▶ _PAGE EXCERPT_:

:::

During these past three months, I’ve sometimes been tired and lonely, missing my friends and family at home. My parents left Vietnam knowing they might not ever see their friends and family again. When they missed them, it was across oceans, without relief in sight. What fortitude it must have taken to face each day, in a completely foreign country, surrounded by strange sounds, smells, foods, and a foreign language. When they headed off it was into great uncertainty, with no idea what it would be like or where they’d end up. And people say I’m brave for going to Ecuador with fellow students for two months.
Every time I interacted with a young woman in Vietnam, I looked at her and thought, “I could have been her”. For every person who successfully got out of Vietnam, many others never made it out or perished in the attempt. I felt uncomfortable being waited on and called “madam”; so easily the tables could have been turned and I would have serving the privileged foreign girl her drink or helping her buy silk. One of my aunts told me that she and her family had planned to flee the country as well, and were supposed to go a week after my dad and uncle left. The government cracked down during that intervening week: my dad and uncle got out and my aunt is still there.

:::

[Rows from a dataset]
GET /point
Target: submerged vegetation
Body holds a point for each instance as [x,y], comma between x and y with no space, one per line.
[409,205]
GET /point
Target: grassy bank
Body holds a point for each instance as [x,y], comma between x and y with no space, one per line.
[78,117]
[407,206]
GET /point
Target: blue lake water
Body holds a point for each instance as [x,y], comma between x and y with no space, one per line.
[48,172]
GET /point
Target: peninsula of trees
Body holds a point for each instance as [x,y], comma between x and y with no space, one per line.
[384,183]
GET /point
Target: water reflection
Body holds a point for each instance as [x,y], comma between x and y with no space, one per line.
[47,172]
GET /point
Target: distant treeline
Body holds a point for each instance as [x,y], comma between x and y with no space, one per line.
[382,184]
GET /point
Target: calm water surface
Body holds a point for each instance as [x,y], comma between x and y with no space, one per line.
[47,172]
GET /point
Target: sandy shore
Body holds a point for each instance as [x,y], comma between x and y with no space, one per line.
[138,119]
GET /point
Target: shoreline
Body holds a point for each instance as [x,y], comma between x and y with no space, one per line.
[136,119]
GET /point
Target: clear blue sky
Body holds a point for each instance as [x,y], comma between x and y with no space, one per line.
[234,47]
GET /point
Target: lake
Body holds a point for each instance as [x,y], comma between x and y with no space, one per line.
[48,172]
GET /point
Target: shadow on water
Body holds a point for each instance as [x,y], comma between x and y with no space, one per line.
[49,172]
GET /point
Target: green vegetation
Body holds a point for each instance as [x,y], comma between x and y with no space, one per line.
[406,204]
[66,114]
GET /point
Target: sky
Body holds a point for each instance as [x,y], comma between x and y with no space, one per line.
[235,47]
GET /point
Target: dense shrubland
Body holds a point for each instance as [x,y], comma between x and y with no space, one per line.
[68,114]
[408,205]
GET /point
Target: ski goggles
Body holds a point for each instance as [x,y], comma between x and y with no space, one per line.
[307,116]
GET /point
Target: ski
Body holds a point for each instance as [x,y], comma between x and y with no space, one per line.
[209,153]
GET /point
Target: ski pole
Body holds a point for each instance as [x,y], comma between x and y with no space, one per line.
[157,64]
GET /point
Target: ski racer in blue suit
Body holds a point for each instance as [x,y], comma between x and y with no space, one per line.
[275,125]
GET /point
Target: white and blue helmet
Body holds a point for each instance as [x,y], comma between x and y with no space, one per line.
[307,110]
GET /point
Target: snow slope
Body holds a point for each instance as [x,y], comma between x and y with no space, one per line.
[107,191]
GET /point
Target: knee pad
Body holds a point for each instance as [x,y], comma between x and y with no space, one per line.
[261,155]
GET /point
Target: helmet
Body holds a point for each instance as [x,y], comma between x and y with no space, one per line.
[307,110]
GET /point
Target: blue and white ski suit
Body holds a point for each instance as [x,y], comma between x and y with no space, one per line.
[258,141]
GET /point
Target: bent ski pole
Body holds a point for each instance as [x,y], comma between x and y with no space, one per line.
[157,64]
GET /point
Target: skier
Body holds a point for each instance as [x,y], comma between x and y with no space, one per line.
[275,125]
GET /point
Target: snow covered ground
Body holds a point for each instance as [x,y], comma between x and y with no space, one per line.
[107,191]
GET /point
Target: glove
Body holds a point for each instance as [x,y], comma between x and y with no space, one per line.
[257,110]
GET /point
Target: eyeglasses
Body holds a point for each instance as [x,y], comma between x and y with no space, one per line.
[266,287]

:::

▶ _DIRECTION A_: Gather every line of the entries that contains the word "water". Treat uppercase and lowercase as different.
▶ _DIRECTION B_: Pick up the essay about the family that fled Vietnam and continue writing it from its last sentence.
The essay and the entries are unrelated to each other.

▶ _EXERCISE RESULT A_:
Target: blue lake water
Target: water reflection
Target: calm water surface
Target: shadow on water

▶ _EXERCISE RESULT B_:
I have never before identified as a daughter of this beautiful country. I grew up culturally Chinese, was sent to a Chinese school to learn Mandarin, was taught about Chinese history, celebrated Chinese festivals. I am ethnically Chinese, but coming to this country has showed me that I am also Vietnamese. My family history is intimately tied to Vietnam, its war, and its people. When Chinese people ask me what part of China my family is from, I say Guangzhou, a southern province, but I have no identity with that place. Many of my friends have been to China several times and have family there. My parents have never been to China. It used to make me feel rootless, like I was Chinese without a homeland. Now I realize that my homeland is Vietnam, where my parents grew up, were I still have family.